Conjunto de tarefas:
**a.** Enumere todos os contextos de socialização que o texto sobre linguagem corporal indica como lugares de aprendizagem do código de movimentos e posições.
**b.** Transcreva do texto sobre linguagem corporal o trecho que começa em "Já terão eventualmente" e vai até "quem a manifesta.", incluindo este último.

Texto fornecido:
☆ ☆ ☆ ☆
A “Linguagem Corporal” é a expressão pela qual, em português, nos referimos genericamente à parte não verbal (oral ou escrita) da comunicação entre seres humanos. Normalmente as pessoas pensam que a linguagem corporal é uma espécie de código de movimentos e posições que vamos aprendendo ao longo da vida através da socialização, primeiro na família e depois também na escola e no local de trabalho, para além de contextos de lazer claro.
E para além disso é “comunicação” por isso servirá para as pessoas se entenderem umas às outras em alternativa ou suplemento ao discurso. Não está muito longe da verdade, mas é mais do que isso. De modo mais subtil do que a linguagem gestual (para surdos/mudos) ou do que as regras de movimento e pose de ocasiões protocolares sérias (como o encontro entre representantes políticos), a linguagem corporal integra uma espécie de “tradição” de movimento específica de cada cultura.
Já terão eventualmente constatado que os povos do sul da Europa gesticulam mais do que os do norte e que, mesmo entre portugueses, italianos e espanhóis, o que se gesticula, como, quando e com que significado varia consideravelmente. Por isso esta linguagem é, tal como todas, profundamente dependente do contexto em que nasceu e se desenvolveu, e normalmente não é inteiramente consciente por quem a manifesta.
☆ ☆ ☆ ☆
Dados de origem:
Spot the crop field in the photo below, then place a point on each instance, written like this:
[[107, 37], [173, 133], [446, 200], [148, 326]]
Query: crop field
☆ ☆ ☆ ☆
Respostas às tarefas:
**a.** Família, escola, local de trabalho e contextos de lazer.

**b.**
Já terão eventualmente constatado que os povos do sul da Europa gesticulam mais do que os do norte e que, mesmo entre portugueses, italianos e espanhóis, o que se gesticula, como, quando e com que significado varia consideravelmente. Por isso esta linguagem é, tal como todas, profundamente dependente do contexto em que nasceu e se desenvolveu, e normalmente não é inteiramente consciente por quem a manifesta.